WHAT THE TASK ASKS. Starting at the line that contains "Could you provide the mask of every instance of the church", quote each line exactly through the last line of the entries, both included.

MATERIALS PROVIDED.
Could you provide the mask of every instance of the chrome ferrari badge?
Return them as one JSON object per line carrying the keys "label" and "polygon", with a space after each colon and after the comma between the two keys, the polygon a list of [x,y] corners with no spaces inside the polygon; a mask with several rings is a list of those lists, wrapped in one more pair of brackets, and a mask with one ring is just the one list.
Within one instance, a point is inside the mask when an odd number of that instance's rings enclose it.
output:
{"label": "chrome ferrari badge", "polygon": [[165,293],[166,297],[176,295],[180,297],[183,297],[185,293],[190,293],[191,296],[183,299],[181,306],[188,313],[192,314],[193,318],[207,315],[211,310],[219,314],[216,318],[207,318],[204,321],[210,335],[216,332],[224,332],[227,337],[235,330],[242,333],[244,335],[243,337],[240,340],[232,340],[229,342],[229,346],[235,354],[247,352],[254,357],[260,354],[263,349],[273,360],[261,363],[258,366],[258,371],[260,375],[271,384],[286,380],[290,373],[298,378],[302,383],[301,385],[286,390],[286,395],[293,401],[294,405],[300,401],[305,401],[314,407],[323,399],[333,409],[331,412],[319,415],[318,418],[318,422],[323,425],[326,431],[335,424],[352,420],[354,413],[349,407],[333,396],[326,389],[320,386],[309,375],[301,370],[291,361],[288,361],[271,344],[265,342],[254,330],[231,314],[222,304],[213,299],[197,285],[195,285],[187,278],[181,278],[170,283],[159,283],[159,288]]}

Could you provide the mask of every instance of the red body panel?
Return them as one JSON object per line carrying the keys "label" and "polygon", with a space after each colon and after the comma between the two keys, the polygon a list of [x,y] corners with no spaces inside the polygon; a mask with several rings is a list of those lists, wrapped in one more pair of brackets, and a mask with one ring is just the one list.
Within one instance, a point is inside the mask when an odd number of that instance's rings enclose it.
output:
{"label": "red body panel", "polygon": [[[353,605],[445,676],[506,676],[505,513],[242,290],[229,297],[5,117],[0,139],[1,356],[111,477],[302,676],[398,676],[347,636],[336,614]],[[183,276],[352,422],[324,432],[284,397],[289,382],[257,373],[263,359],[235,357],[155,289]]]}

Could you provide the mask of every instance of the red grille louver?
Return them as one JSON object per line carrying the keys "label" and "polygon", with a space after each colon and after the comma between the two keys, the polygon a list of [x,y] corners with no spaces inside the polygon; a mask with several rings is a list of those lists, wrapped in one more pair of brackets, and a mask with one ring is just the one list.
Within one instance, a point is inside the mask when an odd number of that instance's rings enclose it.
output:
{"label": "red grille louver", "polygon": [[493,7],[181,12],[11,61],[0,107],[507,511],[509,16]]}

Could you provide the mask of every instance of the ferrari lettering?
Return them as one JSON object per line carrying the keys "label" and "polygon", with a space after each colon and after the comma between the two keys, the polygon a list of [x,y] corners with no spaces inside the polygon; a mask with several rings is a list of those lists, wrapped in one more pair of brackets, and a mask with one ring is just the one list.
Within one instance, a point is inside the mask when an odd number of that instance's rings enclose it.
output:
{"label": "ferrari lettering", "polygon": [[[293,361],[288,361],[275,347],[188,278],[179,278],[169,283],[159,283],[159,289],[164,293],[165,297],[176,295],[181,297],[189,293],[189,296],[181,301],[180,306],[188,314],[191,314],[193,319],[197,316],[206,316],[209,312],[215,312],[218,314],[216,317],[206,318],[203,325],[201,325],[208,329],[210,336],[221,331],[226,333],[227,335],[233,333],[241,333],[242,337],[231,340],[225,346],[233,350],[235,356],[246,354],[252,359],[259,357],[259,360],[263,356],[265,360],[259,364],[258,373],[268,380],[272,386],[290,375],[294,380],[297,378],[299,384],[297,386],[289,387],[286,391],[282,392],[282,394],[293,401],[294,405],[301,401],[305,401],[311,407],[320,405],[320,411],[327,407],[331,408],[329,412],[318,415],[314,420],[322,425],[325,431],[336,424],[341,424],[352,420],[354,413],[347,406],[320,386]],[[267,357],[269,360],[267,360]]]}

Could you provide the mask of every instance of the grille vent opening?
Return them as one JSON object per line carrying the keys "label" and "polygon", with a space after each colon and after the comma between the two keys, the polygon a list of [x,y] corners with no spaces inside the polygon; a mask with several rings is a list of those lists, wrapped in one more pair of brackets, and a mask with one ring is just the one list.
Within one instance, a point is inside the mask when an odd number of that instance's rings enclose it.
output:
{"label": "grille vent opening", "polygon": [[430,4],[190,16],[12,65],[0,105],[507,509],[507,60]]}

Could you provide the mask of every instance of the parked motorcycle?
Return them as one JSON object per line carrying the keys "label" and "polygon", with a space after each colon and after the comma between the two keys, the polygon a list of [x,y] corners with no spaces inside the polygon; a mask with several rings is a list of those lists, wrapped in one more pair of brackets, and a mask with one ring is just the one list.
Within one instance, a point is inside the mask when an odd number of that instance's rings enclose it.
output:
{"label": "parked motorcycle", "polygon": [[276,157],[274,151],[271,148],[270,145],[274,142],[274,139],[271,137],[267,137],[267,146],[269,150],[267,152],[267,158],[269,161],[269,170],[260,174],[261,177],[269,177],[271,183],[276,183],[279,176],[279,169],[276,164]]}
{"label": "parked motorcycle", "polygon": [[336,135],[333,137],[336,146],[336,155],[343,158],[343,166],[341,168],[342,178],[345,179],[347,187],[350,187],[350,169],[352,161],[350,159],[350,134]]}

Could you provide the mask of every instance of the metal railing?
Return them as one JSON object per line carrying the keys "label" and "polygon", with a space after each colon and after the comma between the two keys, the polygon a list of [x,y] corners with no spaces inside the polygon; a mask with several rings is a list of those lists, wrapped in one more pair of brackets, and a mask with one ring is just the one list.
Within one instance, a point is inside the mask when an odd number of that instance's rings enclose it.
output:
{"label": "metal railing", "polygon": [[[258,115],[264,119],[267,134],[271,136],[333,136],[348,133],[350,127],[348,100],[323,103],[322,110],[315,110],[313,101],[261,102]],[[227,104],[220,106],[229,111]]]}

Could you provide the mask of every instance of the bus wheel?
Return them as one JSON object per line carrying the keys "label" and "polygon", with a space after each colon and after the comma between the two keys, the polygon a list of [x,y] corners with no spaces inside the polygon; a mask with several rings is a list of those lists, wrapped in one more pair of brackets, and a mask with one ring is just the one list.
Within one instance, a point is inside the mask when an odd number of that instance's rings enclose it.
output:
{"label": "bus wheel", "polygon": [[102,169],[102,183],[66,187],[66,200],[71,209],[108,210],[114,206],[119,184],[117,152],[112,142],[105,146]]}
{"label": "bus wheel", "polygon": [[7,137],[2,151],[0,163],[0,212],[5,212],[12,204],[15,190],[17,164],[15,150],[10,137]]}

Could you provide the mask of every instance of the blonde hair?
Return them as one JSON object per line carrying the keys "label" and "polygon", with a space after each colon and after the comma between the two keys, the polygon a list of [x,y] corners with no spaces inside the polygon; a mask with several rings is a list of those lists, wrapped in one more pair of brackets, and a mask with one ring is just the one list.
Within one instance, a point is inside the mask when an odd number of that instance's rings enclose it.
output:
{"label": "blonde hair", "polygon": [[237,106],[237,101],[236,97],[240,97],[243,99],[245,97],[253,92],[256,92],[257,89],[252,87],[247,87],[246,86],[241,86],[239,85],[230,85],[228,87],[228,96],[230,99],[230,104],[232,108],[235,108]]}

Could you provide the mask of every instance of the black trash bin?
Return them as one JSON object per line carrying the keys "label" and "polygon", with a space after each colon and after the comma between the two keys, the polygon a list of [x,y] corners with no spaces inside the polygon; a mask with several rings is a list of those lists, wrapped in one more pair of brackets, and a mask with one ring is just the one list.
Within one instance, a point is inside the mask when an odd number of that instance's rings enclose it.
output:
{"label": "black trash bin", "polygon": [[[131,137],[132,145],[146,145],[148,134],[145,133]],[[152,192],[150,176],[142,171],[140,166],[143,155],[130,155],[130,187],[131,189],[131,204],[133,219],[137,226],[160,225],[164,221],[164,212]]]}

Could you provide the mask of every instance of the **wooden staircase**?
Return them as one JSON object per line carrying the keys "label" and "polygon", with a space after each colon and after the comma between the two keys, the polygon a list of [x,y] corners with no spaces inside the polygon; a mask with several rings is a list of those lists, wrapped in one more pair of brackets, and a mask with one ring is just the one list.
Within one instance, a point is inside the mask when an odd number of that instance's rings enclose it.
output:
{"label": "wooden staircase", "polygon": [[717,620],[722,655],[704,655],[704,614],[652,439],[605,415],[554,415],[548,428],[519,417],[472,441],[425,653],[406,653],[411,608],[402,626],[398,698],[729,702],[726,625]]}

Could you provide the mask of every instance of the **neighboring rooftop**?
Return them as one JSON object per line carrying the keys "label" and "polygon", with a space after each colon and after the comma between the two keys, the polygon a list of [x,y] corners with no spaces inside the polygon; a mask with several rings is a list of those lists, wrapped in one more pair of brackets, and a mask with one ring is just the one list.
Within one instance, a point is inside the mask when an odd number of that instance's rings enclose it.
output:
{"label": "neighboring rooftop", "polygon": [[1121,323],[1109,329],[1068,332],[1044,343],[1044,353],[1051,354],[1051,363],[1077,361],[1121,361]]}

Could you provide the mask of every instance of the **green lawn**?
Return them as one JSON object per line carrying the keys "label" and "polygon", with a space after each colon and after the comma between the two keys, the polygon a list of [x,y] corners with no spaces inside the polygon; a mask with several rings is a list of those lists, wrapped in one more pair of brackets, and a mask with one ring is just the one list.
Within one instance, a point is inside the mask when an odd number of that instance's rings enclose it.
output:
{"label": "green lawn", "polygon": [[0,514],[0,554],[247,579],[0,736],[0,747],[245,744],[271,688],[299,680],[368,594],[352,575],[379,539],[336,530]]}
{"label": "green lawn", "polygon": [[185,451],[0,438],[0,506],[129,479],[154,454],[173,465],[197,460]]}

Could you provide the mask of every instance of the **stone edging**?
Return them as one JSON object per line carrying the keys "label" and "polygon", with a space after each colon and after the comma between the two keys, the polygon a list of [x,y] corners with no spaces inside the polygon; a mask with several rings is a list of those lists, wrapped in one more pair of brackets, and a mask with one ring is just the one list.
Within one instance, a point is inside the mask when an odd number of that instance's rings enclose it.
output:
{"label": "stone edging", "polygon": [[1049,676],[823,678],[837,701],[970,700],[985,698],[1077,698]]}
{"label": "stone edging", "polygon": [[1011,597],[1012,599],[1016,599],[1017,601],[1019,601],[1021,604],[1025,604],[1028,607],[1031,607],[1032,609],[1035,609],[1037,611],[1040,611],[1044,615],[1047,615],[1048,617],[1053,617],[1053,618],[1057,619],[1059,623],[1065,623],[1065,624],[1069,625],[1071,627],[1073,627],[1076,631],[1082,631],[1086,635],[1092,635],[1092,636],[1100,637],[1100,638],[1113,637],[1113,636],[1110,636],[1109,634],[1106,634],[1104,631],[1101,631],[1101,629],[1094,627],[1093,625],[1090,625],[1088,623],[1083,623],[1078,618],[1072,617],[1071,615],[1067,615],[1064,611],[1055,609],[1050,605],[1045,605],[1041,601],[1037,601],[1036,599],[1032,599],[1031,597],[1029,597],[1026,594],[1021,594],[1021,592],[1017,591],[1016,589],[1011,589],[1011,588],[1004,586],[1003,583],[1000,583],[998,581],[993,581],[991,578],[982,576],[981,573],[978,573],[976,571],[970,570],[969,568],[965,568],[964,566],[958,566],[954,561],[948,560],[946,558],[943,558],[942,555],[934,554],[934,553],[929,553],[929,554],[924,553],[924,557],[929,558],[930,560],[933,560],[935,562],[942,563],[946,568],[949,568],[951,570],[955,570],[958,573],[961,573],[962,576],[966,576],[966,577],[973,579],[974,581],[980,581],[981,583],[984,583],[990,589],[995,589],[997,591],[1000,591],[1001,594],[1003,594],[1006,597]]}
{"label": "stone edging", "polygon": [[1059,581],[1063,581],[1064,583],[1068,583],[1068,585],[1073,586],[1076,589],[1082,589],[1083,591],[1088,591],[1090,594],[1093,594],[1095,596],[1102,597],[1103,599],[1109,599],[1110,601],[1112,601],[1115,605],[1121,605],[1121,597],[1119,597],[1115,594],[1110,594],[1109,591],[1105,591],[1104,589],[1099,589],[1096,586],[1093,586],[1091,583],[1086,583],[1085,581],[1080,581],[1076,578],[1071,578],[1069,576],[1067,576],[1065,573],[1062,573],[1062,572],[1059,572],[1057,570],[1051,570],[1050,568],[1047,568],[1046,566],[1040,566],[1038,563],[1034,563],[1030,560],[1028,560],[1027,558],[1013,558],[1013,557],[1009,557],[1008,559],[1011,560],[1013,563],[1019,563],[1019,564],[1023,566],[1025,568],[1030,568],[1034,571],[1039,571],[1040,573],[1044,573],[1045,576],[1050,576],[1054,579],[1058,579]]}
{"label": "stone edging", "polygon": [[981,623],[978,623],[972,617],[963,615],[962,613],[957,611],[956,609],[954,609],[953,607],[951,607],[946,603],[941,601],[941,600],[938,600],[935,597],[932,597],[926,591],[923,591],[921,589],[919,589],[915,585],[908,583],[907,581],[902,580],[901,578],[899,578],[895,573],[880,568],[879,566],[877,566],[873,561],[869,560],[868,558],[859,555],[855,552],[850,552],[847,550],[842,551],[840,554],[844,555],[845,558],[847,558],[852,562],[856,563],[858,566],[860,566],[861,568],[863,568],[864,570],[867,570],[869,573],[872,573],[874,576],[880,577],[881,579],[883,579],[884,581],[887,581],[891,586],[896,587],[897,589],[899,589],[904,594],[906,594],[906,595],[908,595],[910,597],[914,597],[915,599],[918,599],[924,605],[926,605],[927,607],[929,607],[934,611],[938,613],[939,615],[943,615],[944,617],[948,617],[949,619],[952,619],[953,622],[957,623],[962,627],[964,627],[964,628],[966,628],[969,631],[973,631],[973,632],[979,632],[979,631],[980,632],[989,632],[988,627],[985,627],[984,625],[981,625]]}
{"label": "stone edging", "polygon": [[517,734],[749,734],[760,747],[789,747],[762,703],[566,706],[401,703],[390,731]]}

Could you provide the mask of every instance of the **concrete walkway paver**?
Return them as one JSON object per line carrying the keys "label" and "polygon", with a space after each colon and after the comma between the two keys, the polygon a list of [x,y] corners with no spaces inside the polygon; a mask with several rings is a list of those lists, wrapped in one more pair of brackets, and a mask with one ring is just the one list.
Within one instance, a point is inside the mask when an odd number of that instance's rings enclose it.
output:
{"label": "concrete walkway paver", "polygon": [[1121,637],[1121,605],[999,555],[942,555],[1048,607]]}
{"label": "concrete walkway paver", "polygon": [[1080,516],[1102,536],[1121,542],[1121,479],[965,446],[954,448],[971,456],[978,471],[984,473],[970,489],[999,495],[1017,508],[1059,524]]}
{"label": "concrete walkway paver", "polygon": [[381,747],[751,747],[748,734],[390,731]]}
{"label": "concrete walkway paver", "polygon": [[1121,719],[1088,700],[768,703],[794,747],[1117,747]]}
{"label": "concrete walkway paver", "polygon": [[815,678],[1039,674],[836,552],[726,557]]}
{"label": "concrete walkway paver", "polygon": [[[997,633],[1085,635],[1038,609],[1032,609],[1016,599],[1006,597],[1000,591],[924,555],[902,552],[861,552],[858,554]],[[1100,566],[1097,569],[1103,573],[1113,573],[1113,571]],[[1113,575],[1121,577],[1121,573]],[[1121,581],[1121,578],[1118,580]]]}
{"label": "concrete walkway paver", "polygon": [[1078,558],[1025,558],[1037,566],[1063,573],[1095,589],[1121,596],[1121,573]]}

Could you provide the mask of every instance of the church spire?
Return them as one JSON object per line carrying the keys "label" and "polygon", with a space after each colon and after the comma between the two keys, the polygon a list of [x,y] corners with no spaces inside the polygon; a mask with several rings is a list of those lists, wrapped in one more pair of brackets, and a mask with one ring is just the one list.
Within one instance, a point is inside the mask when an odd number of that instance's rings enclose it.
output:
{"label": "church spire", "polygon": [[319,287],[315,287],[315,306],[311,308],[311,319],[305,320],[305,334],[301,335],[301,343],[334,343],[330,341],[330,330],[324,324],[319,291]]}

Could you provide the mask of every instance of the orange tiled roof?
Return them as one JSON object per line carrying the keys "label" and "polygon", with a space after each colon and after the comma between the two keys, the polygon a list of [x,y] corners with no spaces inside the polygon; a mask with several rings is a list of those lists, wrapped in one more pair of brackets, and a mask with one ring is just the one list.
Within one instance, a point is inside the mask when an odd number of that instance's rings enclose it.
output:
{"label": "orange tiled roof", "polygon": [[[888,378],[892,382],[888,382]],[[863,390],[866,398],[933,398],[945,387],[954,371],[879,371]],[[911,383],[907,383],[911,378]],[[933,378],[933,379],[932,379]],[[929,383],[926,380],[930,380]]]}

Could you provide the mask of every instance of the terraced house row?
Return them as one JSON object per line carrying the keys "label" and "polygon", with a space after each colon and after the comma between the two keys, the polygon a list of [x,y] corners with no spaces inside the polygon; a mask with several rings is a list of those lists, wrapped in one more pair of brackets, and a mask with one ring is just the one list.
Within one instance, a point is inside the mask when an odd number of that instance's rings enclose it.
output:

EXERCISE OUTPUT.
Could you provide the mask of every instance of the church spire?
Return them as one JSON object per line carrying the keys "label" and "polygon", with a space after each colon and after the comma between the two keys, the polygon a list of [x,y] corners with no spaces inside the polygon; a mask with several rings is a list of those lists, wrapped in one more pair of brackets, and a mask with one ring is just the one list.
Within one instance, a point is inside the mask when an odd number of that instance's rings enclose it.
output:
{"label": "church spire", "polygon": [[319,287],[315,287],[315,306],[311,308],[311,319],[305,320],[305,334],[301,335],[301,343],[334,343],[330,341],[330,330],[324,324],[319,291]]}

Could you provide the mask of every instance of the orange tiled roof?
Return them as one JSON object per line carrying the keys "label" and "polygon", with a space after each colon and after the comma between the two keys, the polygon a list of [x,y] corners with no spaces inside the polygon; a mask with several rings is a list of those lists, wrapped in one more pair of brackets, and a mask with one ring is just the one list.
Within one instance, a point is inside the mask when an odd number of that instance's rings enclose it.
output:
{"label": "orange tiled roof", "polygon": [[[888,378],[892,382],[888,382]],[[863,390],[866,398],[933,398],[945,387],[954,371],[879,371]],[[911,383],[907,383],[911,378]],[[933,378],[933,379],[932,379]],[[929,383],[926,380],[930,380]]]}

Could you provide the mask of every instance of the terraced house row?
Return them as one JSON object per line carrying the keys "label" and "polygon", with a space after each colon and after the comma between the two keys, the polygon a list of [x,y] corners with no spaces inside the polygon; a mask with several rings is a list of those lists, wrapped in one more pair of brackets, and a mask with one ring is just the one list.
Within one instance, a point is inside the mask when an odd number of that instance's rings enclose it.
output:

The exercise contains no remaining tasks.